Location annotation dataset excerpts
━━━━━━
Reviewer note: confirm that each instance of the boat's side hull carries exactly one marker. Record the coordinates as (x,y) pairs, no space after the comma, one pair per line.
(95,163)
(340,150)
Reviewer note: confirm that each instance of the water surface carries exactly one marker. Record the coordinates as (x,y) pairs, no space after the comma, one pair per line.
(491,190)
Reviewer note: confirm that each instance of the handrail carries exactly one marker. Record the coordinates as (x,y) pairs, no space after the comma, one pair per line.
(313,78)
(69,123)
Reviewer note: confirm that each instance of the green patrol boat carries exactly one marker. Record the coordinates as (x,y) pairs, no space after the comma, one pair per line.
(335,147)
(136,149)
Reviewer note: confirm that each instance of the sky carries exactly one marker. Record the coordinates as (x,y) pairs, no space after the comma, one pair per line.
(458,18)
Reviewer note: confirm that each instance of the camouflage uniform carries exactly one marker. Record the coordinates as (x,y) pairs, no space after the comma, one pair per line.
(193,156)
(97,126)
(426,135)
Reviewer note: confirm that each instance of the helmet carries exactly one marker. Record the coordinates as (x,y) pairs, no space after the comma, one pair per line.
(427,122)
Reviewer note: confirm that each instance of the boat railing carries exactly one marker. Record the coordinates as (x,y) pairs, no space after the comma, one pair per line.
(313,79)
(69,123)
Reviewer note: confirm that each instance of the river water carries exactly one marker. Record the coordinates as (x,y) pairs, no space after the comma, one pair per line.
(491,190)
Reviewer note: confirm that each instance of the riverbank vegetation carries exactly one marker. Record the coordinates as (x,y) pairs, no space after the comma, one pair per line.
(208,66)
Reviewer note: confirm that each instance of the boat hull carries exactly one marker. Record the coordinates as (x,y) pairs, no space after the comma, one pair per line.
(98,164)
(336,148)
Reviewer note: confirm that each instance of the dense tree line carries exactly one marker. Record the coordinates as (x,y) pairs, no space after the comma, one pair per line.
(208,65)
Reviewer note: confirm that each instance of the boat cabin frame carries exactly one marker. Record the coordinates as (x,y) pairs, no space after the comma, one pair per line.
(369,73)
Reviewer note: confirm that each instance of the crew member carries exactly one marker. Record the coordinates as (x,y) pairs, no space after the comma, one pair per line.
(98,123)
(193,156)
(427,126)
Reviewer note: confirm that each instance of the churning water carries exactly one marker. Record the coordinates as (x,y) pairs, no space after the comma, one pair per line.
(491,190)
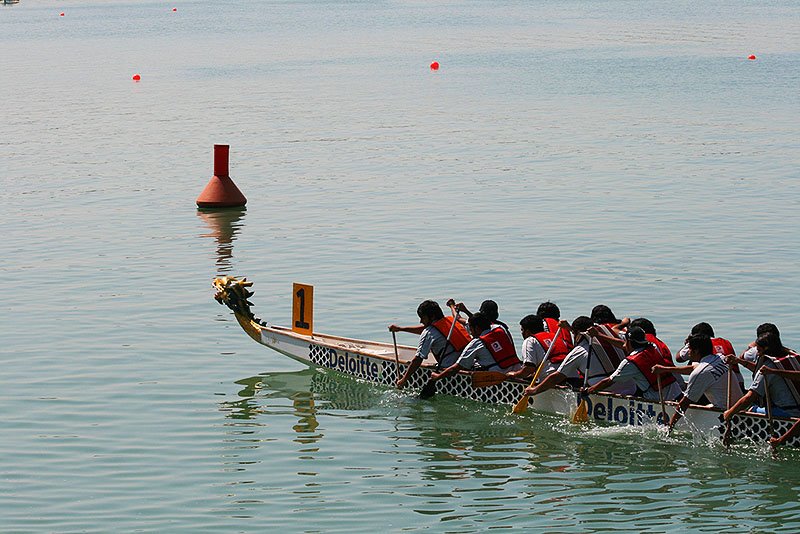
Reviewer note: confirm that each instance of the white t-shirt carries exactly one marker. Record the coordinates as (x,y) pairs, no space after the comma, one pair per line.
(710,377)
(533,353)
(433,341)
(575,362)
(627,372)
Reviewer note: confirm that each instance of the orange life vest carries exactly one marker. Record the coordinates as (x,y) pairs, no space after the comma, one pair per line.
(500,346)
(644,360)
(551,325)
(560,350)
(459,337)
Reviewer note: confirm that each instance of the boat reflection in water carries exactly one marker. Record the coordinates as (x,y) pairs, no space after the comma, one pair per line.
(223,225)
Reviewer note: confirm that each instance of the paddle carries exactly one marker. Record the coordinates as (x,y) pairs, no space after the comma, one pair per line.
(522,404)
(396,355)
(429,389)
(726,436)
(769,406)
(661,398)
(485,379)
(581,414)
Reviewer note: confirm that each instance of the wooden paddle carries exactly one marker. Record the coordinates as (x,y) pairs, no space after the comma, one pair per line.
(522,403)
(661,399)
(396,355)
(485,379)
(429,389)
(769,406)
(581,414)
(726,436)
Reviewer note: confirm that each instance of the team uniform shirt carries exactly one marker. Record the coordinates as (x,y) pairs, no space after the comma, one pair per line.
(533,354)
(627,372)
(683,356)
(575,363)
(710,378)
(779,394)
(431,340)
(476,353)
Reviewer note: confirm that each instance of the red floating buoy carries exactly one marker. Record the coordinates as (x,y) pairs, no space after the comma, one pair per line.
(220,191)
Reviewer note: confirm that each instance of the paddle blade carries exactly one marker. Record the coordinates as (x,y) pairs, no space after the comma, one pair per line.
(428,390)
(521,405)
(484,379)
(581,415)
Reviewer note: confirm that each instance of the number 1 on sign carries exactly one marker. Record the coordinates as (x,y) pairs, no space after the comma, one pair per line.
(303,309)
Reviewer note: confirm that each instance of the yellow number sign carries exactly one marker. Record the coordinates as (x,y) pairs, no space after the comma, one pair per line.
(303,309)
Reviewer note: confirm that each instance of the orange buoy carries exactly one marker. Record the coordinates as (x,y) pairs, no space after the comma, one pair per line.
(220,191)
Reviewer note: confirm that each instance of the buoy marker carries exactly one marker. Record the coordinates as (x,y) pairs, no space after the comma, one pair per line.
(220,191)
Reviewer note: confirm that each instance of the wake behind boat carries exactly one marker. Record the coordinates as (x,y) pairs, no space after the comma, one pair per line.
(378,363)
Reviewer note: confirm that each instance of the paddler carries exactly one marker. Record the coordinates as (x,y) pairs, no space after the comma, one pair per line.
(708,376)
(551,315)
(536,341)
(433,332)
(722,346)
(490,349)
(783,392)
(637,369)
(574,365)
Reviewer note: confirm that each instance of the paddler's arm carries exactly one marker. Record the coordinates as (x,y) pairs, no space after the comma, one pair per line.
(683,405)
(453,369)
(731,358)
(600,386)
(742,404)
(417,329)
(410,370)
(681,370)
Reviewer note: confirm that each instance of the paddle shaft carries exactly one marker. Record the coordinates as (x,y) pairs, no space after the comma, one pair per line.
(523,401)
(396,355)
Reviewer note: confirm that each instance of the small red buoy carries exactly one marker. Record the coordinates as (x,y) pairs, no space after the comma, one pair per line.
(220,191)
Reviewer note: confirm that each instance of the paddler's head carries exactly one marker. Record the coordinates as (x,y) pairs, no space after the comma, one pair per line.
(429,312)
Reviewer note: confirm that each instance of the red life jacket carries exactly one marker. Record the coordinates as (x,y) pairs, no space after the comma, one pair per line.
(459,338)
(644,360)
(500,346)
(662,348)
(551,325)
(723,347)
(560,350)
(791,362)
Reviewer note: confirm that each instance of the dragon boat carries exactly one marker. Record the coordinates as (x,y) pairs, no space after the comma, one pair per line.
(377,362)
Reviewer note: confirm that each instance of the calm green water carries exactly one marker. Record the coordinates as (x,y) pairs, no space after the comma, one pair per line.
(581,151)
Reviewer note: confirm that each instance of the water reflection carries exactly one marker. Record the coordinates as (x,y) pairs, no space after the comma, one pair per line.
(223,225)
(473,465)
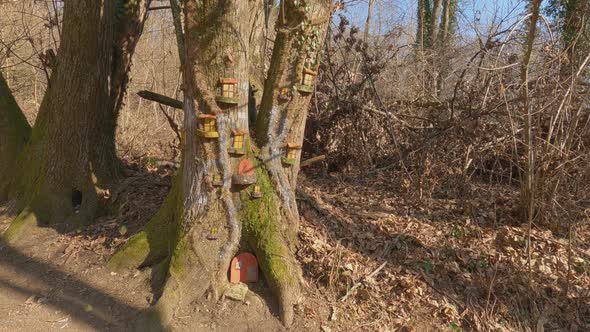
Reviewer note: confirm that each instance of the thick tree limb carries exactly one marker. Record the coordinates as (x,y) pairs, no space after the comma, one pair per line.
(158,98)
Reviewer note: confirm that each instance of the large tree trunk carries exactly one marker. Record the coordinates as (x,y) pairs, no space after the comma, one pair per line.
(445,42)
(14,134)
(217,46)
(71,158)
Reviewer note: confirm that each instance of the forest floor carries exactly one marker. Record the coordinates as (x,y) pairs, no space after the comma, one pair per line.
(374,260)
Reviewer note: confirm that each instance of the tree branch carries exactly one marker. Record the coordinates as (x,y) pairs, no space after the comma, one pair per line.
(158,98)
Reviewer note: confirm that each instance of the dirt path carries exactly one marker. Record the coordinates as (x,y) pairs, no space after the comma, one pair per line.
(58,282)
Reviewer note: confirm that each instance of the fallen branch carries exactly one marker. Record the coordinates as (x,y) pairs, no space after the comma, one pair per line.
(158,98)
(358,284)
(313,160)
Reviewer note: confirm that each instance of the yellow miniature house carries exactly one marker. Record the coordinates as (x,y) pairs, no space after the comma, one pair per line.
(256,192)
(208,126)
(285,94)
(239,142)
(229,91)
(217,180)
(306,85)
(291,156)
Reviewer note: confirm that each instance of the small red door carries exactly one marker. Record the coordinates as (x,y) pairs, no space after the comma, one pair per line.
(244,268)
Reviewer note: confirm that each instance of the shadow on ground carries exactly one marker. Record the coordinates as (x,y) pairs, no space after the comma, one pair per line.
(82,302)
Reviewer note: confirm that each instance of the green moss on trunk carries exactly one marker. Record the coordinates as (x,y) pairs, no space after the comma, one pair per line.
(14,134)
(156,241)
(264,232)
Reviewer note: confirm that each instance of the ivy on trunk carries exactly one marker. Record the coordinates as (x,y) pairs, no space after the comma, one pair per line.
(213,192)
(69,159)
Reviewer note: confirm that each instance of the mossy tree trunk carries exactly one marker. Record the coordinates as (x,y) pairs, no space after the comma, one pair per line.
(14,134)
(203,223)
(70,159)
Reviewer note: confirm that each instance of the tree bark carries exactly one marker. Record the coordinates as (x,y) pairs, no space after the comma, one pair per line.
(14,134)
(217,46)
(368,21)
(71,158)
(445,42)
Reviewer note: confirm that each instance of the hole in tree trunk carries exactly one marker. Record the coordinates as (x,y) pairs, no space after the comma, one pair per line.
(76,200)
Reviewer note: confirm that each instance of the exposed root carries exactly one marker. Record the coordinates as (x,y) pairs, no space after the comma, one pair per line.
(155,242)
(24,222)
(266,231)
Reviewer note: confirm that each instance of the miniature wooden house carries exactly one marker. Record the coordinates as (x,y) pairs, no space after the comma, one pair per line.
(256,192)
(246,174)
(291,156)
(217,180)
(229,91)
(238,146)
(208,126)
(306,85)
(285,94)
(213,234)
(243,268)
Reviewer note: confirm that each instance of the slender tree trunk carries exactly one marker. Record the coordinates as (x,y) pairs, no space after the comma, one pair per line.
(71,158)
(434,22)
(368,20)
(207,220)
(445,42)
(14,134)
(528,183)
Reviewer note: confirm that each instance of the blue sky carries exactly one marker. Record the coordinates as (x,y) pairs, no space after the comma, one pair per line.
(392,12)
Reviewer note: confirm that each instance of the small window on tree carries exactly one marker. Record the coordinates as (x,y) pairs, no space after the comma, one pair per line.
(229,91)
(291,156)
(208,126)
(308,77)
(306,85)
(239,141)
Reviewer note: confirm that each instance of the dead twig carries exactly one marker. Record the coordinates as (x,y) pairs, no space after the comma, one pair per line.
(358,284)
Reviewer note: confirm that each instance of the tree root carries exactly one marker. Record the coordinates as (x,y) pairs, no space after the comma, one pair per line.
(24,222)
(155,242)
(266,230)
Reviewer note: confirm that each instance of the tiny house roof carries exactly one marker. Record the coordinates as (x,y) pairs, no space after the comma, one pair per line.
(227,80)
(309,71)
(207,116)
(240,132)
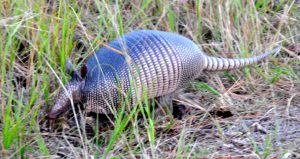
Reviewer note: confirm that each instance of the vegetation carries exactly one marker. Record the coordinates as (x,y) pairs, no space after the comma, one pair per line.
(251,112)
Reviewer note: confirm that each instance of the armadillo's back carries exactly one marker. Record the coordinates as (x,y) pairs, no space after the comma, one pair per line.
━━━━━━
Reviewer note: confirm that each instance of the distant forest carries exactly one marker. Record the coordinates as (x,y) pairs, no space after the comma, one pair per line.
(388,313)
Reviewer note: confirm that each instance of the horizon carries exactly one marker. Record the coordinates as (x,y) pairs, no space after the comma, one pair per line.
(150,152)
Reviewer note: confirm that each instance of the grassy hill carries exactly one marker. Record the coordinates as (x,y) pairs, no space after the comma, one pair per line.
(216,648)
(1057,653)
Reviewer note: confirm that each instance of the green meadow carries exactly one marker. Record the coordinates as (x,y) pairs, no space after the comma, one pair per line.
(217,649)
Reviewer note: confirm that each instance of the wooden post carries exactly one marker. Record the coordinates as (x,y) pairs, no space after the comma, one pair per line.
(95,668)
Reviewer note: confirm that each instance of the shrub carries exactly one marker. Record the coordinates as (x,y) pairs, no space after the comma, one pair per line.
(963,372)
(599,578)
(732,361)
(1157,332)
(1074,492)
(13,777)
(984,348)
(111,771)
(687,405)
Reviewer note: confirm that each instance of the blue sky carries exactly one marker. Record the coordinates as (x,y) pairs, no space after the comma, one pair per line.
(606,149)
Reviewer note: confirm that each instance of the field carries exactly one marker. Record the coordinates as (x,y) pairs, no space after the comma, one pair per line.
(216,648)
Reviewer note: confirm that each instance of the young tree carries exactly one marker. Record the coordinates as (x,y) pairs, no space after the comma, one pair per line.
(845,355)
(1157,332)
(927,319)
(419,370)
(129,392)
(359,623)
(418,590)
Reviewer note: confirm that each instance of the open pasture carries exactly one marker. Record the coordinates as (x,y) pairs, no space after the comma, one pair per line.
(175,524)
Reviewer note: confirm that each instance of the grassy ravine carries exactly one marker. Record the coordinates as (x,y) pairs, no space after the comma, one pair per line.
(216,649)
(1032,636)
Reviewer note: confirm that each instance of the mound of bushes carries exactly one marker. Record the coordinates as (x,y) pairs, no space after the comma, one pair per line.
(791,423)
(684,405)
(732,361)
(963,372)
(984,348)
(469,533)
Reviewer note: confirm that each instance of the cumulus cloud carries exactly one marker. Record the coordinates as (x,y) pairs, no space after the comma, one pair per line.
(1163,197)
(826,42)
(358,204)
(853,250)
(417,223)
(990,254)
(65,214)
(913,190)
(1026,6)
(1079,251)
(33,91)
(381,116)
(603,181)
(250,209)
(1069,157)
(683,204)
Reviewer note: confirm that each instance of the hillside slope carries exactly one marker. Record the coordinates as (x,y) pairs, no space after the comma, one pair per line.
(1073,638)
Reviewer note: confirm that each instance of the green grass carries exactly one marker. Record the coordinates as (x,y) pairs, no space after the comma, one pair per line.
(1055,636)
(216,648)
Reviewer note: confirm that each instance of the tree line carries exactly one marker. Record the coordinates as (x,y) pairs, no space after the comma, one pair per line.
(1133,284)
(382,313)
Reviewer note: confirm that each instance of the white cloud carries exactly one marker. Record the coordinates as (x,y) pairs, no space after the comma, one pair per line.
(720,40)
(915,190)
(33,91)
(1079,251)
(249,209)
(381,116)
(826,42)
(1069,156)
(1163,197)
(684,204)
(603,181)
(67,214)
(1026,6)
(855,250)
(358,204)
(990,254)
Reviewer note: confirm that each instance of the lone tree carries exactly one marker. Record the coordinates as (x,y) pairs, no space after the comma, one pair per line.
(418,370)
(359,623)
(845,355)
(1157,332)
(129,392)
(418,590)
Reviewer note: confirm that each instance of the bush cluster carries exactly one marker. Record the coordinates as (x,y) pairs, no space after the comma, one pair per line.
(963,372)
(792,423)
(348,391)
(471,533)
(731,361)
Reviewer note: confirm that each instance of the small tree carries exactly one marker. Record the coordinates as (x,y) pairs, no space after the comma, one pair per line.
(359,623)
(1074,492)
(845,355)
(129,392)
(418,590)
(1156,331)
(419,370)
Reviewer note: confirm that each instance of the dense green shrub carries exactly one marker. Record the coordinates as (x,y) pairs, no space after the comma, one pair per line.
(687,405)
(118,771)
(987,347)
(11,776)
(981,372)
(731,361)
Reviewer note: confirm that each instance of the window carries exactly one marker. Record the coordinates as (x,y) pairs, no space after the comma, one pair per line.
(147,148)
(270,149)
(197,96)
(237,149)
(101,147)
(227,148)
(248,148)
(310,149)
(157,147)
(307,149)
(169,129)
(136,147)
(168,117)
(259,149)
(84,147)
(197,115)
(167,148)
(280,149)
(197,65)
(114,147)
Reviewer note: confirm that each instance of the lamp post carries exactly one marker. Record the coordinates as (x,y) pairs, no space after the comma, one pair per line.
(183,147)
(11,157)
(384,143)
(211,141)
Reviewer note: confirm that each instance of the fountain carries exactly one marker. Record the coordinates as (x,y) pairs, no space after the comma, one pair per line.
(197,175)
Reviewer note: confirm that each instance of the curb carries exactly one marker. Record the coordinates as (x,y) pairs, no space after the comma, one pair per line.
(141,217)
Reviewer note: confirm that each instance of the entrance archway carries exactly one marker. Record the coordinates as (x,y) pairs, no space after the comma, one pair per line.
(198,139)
━━━━━━
- **Exercise brief**: Can you arrange everything from the line containing "Reviewer note: confirm that each instance of the tree root" down to the line containing "Reviewer note: confirm that each instance of the armadillo's", both ends included, as a JSON list of strings with one string per line? Drop any blank lines and leave the pictures out.

- **Exercise output**:
[
  "Reviewer note: confirm that each instance of the tree root carries exactly one marker. Record the coordinates as (x,y) pairs, no space after the comma, one pair per line.",
  "(24,222)",
  "(155,242)",
  "(266,230)",
  "Reviewer note: confirm that each instance of the tiny house roof carries exactly one marker. Record the coordinates as (x,y) pairs, no space after the comma, one pair per line.",
  "(227,80)",
  "(309,71)",
  "(207,116)",
  "(240,132)",
  "Reviewer note: confirm that each instance of the vegetation carries exactly one marker. Record the coordinates as (x,y) pairs, no space after the comma, one pair per line.",
  "(251,112)",
  "Reviewer note: confirm that each instance of the armadillo's back carries exactly one marker. Record the coordinates as (x,y) pairs, no space after the comma, one pair per line."
]